-- Your instructions --
Please convert all of the material below into a JSON list of strings, one string per line, leaving out blank lines.

-- Material --
____________________

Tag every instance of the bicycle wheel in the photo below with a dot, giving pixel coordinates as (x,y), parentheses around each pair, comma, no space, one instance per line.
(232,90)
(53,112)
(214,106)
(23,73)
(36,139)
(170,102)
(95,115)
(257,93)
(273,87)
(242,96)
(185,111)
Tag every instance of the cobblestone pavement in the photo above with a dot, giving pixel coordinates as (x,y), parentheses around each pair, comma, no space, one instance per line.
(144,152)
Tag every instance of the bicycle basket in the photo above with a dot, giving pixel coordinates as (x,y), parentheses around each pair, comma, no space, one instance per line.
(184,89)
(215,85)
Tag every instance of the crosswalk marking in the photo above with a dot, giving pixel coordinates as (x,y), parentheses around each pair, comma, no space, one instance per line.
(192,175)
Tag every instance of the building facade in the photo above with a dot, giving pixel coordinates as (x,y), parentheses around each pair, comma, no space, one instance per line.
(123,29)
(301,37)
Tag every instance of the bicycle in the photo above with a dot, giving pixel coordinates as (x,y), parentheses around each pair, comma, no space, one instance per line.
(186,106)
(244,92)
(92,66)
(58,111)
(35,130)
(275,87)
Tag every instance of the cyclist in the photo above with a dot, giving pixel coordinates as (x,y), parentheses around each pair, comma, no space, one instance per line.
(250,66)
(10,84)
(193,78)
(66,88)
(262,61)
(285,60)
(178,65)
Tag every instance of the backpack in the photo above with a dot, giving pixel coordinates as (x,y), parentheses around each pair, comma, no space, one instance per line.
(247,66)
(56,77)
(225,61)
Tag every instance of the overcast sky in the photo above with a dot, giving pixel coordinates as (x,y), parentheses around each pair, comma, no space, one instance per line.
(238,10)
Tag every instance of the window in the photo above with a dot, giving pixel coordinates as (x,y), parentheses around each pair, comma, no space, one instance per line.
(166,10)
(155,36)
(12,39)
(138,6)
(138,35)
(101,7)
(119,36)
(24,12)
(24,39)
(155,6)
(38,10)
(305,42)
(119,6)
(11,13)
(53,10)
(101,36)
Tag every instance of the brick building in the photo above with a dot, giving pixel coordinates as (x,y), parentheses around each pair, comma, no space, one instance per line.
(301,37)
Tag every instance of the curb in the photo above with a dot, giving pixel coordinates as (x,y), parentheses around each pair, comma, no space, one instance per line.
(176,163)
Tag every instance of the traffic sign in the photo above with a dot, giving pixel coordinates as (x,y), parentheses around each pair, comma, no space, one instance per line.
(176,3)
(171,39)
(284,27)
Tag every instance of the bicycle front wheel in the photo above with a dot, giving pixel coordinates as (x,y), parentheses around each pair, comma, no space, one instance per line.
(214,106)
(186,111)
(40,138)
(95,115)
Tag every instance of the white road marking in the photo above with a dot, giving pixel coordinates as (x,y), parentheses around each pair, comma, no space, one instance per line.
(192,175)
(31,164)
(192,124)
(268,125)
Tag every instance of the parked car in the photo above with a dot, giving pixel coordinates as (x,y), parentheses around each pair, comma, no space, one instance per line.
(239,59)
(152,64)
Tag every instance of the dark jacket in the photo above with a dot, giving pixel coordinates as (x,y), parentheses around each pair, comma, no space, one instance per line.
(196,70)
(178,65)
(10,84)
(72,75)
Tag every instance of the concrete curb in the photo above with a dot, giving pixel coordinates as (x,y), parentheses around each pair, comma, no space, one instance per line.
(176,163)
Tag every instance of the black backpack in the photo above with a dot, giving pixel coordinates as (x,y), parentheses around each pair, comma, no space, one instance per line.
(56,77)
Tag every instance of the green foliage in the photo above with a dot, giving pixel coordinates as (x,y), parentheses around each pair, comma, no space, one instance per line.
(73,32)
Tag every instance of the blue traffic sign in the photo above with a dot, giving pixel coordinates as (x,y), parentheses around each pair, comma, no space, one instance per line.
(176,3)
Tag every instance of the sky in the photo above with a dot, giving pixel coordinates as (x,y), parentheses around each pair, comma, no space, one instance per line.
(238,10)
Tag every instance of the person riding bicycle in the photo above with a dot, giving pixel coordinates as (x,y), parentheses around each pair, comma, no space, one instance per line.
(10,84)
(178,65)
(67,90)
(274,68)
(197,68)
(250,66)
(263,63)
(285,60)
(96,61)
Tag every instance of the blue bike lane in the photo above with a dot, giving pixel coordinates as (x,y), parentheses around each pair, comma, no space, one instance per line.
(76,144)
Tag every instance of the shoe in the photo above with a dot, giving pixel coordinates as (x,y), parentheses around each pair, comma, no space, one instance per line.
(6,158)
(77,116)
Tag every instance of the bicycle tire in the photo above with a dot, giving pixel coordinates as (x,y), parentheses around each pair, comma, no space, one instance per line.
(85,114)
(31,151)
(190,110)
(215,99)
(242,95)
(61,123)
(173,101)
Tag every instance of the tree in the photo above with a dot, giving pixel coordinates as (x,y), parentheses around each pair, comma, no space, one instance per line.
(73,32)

____________________

-- Output for this task --
[
  "Tag every instance of the bicycle wheel in the photo below with a dot, giving pixel coordinates as (x,y), parentheses around each pair, comma, no space, one instance per line.",
  "(232,90)",
  "(53,112)",
  "(214,106)",
  "(23,73)",
  "(36,139)",
  "(170,102)",
  "(95,115)",
  "(257,93)",
  "(273,87)",
  "(242,96)",
  "(185,111)",
  "Tag every instance of the cobblestone pavement in the photo above with a dot, giving pixel coordinates as (x,y), parentheses around each pair, comma, no space, one instance per line.",
  "(144,152)",
  "Tag every instance of the bicycle basket in the photo above with a dot, giving pixel coordinates as (x,y), parentheses around each pair, comma, no space, one instance per line.",
  "(184,89)",
  "(215,85)",
  "Tag every instance of the crosswalk marking in the photo above with a dot, giving pixel coordinates as (x,y), parentheses around each pair, comma, no space, one instance per line.",
  "(192,175)",
  "Tag every instance of the building facade in the photo above with a dot, giving pixel coordinates as (x,y), parentheses around each pair, comma, no space, one instance per line.",
  "(123,29)",
  "(301,37)",
  "Tag every instance of the bicycle in the photo above with a dot, giving pixel coordinates as (x,y), parentheses around each pair, comma, no space, one instance per line.",
  "(186,106)",
  "(244,92)",
  "(92,66)",
  "(58,111)",
  "(35,130)",
  "(275,87)",
  "Tag every instance of the cyclist in the photo above with a dot, giving pixel coordinates as (x,y), parentheses around each pair, comma, no space, one instance per line.",
  "(250,66)",
  "(10,84)",
  "(193,78)",
  "(66,88)",
  "(262,61)",
  "(285,60)",
  "(178,65)",
  "Tag every instance of the backpack in the photo above with a dot, giving pixel coordinates as (x,y), parentheses around each pair, comma, no space, one instance per line.",
  "(247,66)",
  "(56,77)",
  "(225,61)",
  "Tag every instance of the overcast sky in the photo above with a dot, giving pixel coordinates as (x,y), parentheses around each pair, comma, no space, one instance per line.",
  "(238,10)",
  "Tag every instance of the window in the photo above with a dot, giving pixel coordinates as (x,y), parentheses around each pair, comma, no space, one instance per line.",
  "(166,10)",
  "(155,36)",
  "(12,39)",
  "(138,6)",
  "(138,35)",
  "(101,7)",
  "(119,36)",
  "(24,12)",
  "(24,39)",
  "(155,6)",
  "(38,10)",
  "(305,42)",
  "(119,6)",
  "(11,13)",
  "(53,10)",
  "(101,36)",
  "Tag every instance of the brick building in the photo above with a dot, giving pixel coordinates as (x,y), parentheses around each pair, comma, no space, one instance per line.",
  "(301,37)",
  "Tag every instance of the curb in the photo above with a dot, giving pixel coordinates as (x,y), parentheses around each pair, comma, no space, one instance per line.",
  "(176,163)",
  "Tag every instance of the traffic sign in the photo above with a dot, giving pixel coordinates as (x,y), parentheses around each pair, comma, no space, one instance per line.",
  "(176,3)",
  "(171,39)",
  "(284,27)",
  "Tag every instance of the bicycle front wheel in the photo above with a dot, giving pixel coordinates as (x,y), parentheses around each pair, comma, no space, one instance per line.",
  "(214,106)",
  "(186,111)",
  "(40,138)",
  "(95,115)",
  "Tag every instance of the white road marking in the photo above with a dot, giving pixel coordinates as (x,y), parentheses around each pair, comma, no space, one instance per line.",
  "(192,175)",
  "(31,164)",
  "(192,124)",
  "(268,125)",
  "Tag every instance of the parked car in the photo above with a dot, giving pixel coordinates as (x,y), parentheses around each pair, comma, no space, one instance per line.",
  "(239,59)",
  "(152,64)",
  "Tag every instance of the dark jacket in the photo above with a dot, giving pixel coordinates as (x,y), parentheses around each pair, comma, no space, one instance per line.",
  "(196,70)",
  "(178,65)",
  "(10,84)",
  "(72,75)",
  "Tag every instance of the concrete curb in the photo above with a dot, giving pixel coordinates as (x,y), parentheses around each pair, comma, no space, one instance per line.",
  "(176,163)",
  "Tag every instance of the black backpack in the photo above with a dot, giving pixel coordinates as (x,y), parentheses around each pair, comma, no space, one instance per line.",
  "(56,77)",
  "Tag every instance of the green foliage in the photo above with a dot, giving pixel coordinates as (x,y), parentheses around each pair, comma, no space, one instance per line.",
  "(73,32)",
  "Tag every instance of the blue traffic sign in the photo above with a dot, giving pixel coordinates as (x,y), parentheses around each pair, comma, no space, one instance per line.",
  "(176,3)",
  "Tag every instance of the sky in the photo above with a dot, giving pixel coordinates as (x,y), parentheses around each pair, comma, no space, one instance per line.",
  "(238,10)",
  "Tag every instance of the person riding bicycle in the photo above with a dot, giving pixel coordinates as (x,y), parentheses around each pair, comma, no space, one instance per line.",
  "(10,84)",
  "(178,65)",
  "(67,90)",
  "(274,68)",
  "(197,68)",
  "(250,66)",
  "(263,63)",
  "(285,60)",
  "(96,61)",
  "Tag every instance of the blue bike lane in the photo above with a dot, giving pixel coordinates as (x,y), parentheses around each pair, comma, no space, one instance per line.",
  "(76,144)",
  "Tag every instance of the shoe in the photo above with a dot, giving pixel coordinates as (x,y), parentheses around each pair, comma, no space, one instance per line.",
  "(6,158)",
  "(77,116)",
  "Tag every instance of the bicycle tire in the photo above with a dot, giving pixel coordinates as (x,y), parentheses around each pair, comma, no space, one instance per line.",
  "(85,114)",
  "(31,151)",
  "(190,110)",
  "(215,99)",
  "(242,95)",
  "(61,123)",
  "(173,101)",
  "Tag every instance of the tree in the photo above with a dot, giving pixel coordinates as (x,y), parentheses around each pair, comma, no space, one instance per line.",
  "(73,32)"
]